▸ **Required action**:
The full listing, copied exactly, is the required output.

Start of Input

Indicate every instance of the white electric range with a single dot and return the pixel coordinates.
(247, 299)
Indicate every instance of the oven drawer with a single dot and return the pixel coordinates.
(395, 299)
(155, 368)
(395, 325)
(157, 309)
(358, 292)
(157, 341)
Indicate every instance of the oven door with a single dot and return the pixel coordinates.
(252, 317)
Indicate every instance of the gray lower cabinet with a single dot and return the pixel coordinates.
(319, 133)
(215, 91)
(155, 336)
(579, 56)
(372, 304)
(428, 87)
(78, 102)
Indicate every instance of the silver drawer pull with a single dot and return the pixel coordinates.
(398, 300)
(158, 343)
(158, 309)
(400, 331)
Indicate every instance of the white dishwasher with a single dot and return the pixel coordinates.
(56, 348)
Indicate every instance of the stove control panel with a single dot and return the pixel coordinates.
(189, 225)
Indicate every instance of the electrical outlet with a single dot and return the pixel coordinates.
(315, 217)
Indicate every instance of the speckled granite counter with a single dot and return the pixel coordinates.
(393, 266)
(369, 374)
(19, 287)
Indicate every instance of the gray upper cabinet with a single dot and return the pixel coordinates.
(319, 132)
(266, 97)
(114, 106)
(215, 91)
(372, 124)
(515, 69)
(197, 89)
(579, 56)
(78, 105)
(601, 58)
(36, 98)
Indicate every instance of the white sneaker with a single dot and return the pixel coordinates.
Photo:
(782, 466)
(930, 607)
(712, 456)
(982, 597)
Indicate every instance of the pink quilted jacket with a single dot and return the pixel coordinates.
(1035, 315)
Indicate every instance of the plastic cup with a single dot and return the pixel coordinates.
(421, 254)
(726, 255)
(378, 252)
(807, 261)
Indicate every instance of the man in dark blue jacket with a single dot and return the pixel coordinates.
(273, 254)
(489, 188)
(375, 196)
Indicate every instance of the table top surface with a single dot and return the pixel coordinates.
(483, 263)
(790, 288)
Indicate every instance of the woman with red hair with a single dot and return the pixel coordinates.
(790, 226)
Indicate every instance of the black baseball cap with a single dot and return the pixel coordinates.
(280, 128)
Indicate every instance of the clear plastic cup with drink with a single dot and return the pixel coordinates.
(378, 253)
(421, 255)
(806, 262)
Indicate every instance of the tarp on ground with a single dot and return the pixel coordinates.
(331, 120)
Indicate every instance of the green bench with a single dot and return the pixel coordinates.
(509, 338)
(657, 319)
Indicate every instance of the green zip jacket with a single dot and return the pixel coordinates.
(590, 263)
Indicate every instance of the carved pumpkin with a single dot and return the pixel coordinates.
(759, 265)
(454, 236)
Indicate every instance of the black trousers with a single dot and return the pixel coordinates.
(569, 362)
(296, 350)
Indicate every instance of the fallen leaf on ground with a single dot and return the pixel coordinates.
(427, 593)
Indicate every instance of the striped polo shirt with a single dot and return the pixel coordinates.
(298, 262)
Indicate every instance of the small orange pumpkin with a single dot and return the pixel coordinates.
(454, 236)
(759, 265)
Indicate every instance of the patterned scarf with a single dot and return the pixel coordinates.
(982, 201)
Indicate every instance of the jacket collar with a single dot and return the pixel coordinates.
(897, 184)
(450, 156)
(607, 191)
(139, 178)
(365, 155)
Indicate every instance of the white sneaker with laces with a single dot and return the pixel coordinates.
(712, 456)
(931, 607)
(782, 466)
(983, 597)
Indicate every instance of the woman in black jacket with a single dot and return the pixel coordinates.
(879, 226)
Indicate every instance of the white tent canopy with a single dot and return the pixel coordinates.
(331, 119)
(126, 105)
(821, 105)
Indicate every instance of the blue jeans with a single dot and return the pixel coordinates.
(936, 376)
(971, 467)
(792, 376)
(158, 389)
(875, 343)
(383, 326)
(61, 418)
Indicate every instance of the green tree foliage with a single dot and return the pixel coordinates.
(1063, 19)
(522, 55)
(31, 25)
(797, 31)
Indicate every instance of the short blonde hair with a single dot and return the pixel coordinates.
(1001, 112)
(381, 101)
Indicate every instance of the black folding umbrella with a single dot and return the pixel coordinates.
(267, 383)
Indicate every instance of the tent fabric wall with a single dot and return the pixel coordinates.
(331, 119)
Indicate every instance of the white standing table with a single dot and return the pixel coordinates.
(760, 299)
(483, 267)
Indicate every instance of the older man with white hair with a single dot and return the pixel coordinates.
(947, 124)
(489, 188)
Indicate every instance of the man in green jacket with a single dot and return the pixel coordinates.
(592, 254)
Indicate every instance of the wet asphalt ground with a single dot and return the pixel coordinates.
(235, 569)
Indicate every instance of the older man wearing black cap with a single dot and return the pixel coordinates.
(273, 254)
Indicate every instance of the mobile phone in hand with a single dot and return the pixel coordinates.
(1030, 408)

End of Input

▸ **Answer space**:
Indicate every instance of the white electric range with a single dot and return the pixel coordinates.
(247, 299)
Indicate every instance of the oven drawer with a single dot and return the pixel coordinates.
(395, 299)
(155, 368)
(395, 325)
(157, 309)
(358, 292)
(157, 341)
Indicate every instance of the oven door with a single dot and return the pixel coordinates.
(252, 317)
Indicate every instance of the gray lower cabinet with a single dot and return the pixel coordinates.
(319, 133)
(215, 91)
(155, 336)
(579, 56)
(372, 304)
(428, 87)
(78, 102)
Indicate every instance of the silver drawer pull with a single dot and return the pixel coordinates.
(398, 300)
(158, 343)
(158, 309)
(400, 331)
Indicate every instance of the white dishwasher with a single dot and return the pixel coordinates.
(56, 348)
Indicate every instance of the stove control panel with a single dot and return the pixel coordinates.
(189, 225)
Indicate every instance of the electrical outlet with a single dot and return the pixel coordinates.
(315, 217)
Indicate every instance of the speckled granite counter with a single dot and return the pixel coordinates.
(393, 266)
(369, 374)
(19, 287)
Indicate every instance of the gray upper cabinet with a single dot and return the pixel coordinates.
(319, 132)
(266, 97)
(114, 106)
(215, 91)
(372, 124)
(515, 69)
(197, 89)
(579, 56)
(78, 105)
(601, 58)
(36, 98)
Indicate every instance of the white sneaker with a single dot and return the pixel coordinates.
Photo:
(782, 466)
(930, 607)
(712, 456)
(982, 597)
Indicate every instance of the pink quilted jacket with a single dot and return the pixel coordinates.
(1035, 315)
Indicate every instance of the plastic cup with a single dot and return the pixel coordinates.
(421, 254)
(726, 255)
(378, 252)
(807, 261)
Indicate every instance of the man in dark blue jacket with a single dot and return the pixel coordinates.
(273, 254)
(489, 188)
(375, 196)
Indicate every instance of the table top surface with a single dot and return the pixel coordinates.
(483, 263)
(790, 288)
Indicate every instance of the woman with red hair with a single dot and return the pixel coordinates.
(790, 226)
Indicate every instance of the black baseball cap with a single dot and return the pixel coordinates.
(280, 128)
Indicate every instance of the clear plastic cup with drink with a single dot and return the pixel coordinates.
(378, 253)
(421, 255)
(806, 262)
Indicate every instance of the tarp on ground with a single dot and return the pixel coordinates.
(331, 120)
Indicate every instance of the green bench with a single dot and return the pixel coordinates.
(509, 338)
(657, 319)
Indicate every instance of the green zip jacket with a single dot and return the pixel coordinates.
(590, 263)
Indicate every instance of the carved pumpkin with a single dot and return the pixel coordinates.
(759, 265)
(454, 236)
Indicate every instance of the black trousers with a single dot and return the pixel coordinates.
(569, 362)
(296, 350)
Indicate every instance of the fallen leaf on ground with a single dot and return the pixel coordinates.
(427, 593)
Indicate every instance of the striped polo shirt with a single dot and return the pixel coordinates.
(298, 262)
Indicate every instance of the small orange pumpkin with a single dot and return the pixel coordinates.
(454, 236)
(759, 265)
Indicate every instance of the patterned scarf with a single dot and return the pixel coordinates.
(982, 201)
Indicate every instance of the jacket collar with a single dot and return the pixel coordinates.
(897, 184)
(450, 156)
(607, 191)
(139, 178)
(365, 155)
Indicate every instance of the white sneaker with laces with a single dot and return the pixel coordinates.
(712, 456)
(931, 607)
(782, 466)
(983, 597)
Indicate every instance of the woman in black jacket with a single dot and return the pixel coordinates.
(879, 226)
Indicate every instance of the white tent canopy with a single dot and return the pixel coordinates.
(331, 119)
(126, 105)
(821, 105)
Indicate every instance of the blue jeans with a single dot and return the pixel coordinates.
(936, 376)
(971, 467)
(792, 376)
(158, 389)
(875, 343)
(383, 326)
(61, 418)
Indicate every instance of the green tree foliage with a single dot and return the pixel coordinates.
(1063, 19)
(522, 55)
(31, 25)
(797, 31)
Indicate every instance of the short blonde hair with a single dot and return the pixel coordinates.
(1001, 112)
(381, 101)
Indicate every instance of the black folding umbrella with a single dot and return the pixel coordinates.
(267, 383)
Indicate every instance of the tent fabric wall with a single dot and return the pixel coordinates.
(331, 119)
Indicate every instance of the white standing table with a single dot and return the pixel coordinates.
(760, 299)
(483, 267)
Indicate every instance of the older man with white hair with a single dot and return the pixel coordinates.
(947, 124)
(489, 188)
Indicate every instance of the man in green jacket with a single dot and return the pixel coordinates.
(592, 254)
Indicate every instance of the wet asphalt ground with a single dot and return the pixel coordinates.
(235, 569)
Indicate every instance of the older man wearing black cap with a single dot and return the pixel coordinates.
(273, 254)
Indicate every instance of the mobile phone in hand with a single dot and return the pixel coordinates.
(1030, 408)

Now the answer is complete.